*** Block opens ***

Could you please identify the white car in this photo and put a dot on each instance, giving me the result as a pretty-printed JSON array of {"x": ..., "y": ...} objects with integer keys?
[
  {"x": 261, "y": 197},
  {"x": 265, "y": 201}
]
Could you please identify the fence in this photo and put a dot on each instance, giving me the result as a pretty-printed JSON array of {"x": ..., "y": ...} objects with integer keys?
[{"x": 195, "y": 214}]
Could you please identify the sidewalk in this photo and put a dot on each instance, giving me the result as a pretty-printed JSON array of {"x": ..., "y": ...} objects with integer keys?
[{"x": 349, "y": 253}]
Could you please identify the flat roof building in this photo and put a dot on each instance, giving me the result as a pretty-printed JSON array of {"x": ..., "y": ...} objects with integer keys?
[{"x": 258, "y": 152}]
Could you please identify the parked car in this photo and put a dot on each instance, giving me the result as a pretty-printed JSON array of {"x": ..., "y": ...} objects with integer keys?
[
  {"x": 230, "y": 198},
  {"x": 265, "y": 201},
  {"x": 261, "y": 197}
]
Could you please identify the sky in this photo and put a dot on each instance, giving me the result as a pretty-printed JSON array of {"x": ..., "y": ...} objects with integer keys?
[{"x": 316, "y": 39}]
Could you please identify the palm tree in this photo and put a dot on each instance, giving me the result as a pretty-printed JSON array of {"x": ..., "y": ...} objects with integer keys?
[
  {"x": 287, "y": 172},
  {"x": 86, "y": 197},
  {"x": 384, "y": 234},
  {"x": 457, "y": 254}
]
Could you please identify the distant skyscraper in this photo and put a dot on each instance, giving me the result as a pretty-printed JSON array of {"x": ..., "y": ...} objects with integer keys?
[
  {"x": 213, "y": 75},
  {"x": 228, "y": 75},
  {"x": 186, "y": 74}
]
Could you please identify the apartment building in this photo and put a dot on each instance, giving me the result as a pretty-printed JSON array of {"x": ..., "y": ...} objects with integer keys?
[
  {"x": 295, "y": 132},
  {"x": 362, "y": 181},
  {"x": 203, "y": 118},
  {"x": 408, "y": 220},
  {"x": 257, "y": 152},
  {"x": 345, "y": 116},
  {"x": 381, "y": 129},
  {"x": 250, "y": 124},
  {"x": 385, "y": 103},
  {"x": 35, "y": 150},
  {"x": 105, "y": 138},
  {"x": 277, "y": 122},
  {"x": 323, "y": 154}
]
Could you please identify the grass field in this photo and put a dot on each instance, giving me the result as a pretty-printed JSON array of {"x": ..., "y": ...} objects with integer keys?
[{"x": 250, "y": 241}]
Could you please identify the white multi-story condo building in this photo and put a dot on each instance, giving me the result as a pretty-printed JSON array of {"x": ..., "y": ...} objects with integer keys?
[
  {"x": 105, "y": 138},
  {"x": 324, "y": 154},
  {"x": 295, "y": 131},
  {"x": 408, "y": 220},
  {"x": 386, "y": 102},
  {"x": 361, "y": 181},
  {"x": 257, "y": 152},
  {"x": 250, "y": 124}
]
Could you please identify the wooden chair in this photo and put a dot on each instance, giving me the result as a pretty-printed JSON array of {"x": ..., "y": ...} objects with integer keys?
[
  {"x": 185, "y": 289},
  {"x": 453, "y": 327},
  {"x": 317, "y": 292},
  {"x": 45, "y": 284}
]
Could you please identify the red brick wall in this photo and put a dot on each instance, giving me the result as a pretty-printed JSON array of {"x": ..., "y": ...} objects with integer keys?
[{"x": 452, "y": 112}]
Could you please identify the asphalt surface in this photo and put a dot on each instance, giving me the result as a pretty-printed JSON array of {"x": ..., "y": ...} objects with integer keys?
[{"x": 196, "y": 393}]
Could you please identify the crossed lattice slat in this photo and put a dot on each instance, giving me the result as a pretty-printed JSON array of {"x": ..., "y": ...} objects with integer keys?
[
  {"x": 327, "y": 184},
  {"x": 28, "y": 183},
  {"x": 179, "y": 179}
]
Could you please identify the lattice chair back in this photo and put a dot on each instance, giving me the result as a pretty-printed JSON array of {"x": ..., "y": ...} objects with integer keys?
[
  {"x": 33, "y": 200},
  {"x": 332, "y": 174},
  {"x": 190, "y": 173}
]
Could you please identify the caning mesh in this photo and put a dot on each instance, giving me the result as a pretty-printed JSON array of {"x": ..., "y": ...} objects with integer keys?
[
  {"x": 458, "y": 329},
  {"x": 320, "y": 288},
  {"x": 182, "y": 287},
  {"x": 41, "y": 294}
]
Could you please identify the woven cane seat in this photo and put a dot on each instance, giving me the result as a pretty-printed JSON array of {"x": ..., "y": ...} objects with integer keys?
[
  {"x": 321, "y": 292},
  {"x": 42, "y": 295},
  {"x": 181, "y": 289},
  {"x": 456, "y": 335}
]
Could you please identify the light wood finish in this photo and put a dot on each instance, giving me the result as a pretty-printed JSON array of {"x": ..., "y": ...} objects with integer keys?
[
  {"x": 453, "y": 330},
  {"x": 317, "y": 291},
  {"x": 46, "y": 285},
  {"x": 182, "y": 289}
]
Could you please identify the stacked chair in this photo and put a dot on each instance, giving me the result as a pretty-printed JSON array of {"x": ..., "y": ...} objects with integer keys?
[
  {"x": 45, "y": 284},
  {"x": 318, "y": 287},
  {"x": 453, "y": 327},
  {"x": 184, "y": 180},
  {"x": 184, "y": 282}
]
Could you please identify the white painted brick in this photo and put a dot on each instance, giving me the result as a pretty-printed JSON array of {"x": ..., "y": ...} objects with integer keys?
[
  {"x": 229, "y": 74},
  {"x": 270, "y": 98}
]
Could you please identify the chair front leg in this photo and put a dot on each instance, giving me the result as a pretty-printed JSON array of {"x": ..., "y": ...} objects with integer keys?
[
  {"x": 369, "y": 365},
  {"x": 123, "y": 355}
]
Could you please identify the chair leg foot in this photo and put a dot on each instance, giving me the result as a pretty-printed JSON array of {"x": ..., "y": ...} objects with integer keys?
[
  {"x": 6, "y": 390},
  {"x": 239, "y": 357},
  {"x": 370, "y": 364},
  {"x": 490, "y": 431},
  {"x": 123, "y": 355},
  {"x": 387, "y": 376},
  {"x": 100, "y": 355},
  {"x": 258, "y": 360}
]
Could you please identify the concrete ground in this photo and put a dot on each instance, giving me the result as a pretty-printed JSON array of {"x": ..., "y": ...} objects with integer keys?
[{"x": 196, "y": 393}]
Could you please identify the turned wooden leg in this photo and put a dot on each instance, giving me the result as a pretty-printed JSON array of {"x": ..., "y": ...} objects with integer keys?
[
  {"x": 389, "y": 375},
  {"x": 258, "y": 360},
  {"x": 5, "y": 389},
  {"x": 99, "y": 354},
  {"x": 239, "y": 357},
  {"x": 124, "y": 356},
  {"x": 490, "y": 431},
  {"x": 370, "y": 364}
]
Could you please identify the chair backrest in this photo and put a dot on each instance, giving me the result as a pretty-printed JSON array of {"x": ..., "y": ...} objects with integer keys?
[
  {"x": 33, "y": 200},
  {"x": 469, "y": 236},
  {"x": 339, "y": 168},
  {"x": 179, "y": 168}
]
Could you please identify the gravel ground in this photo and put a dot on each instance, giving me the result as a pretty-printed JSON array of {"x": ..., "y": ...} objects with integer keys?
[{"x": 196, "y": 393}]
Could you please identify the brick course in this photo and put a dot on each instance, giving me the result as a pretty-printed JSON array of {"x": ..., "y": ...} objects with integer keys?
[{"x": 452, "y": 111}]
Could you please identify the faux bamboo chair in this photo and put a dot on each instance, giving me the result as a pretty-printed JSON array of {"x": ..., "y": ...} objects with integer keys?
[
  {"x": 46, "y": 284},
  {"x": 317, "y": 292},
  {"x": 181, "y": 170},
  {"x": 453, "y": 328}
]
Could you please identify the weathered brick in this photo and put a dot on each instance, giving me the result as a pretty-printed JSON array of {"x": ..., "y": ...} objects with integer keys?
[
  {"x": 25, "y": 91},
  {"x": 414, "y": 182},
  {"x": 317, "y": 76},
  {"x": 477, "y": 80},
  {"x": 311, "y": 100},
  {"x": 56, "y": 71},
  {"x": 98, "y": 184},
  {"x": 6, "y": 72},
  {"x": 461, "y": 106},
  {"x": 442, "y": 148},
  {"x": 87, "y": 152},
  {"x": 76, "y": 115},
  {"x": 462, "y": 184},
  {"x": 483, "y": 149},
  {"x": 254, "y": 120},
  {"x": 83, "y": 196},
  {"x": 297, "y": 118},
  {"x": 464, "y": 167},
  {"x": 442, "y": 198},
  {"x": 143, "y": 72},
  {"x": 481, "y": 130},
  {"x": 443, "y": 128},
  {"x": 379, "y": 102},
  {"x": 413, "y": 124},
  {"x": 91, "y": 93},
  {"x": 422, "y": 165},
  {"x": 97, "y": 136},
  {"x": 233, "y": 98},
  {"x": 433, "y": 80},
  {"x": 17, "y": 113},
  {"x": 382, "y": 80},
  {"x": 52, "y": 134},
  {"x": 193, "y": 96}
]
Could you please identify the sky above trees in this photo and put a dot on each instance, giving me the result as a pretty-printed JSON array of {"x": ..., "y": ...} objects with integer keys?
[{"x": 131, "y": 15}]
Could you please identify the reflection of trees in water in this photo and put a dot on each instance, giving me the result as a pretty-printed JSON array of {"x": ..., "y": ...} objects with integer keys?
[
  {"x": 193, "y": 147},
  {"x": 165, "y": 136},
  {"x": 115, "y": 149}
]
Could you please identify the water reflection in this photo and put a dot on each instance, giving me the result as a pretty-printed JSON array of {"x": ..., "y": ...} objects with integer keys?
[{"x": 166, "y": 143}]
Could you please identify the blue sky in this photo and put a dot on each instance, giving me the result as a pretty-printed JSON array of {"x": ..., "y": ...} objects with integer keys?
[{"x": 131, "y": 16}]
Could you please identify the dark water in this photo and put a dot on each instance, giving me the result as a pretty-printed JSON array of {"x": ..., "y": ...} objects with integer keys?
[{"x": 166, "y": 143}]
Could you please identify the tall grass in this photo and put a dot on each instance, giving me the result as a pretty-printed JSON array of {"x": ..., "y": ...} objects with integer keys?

*** Block closes ***

• What you are asked to do:
What you write should match, character for character, the lines from the one with "Could you please identify the blue" to the end of the data, both included.

• Result for this task:
Could you please identify the blue sky in this photo and put a dot on each instance, giving me the result as a pretty-printed JSON array of {"x": ..., "y": ...} objects with integer keys?
[{"x": 131, "y": 16}]
Could you please identify the dark water in this photo and put a dot on each instance, giving me the result as a pretty-printed JSON array of {"x": ..., "y": ...} objects with integer keys?
[{"x": 166, "y": 143}]
Could you please identify the tall grass in this photo and put a dot on each instance, giving me the result as a pretty-printed JSON array of {"x": ..., "y": ...} objects with integer keys?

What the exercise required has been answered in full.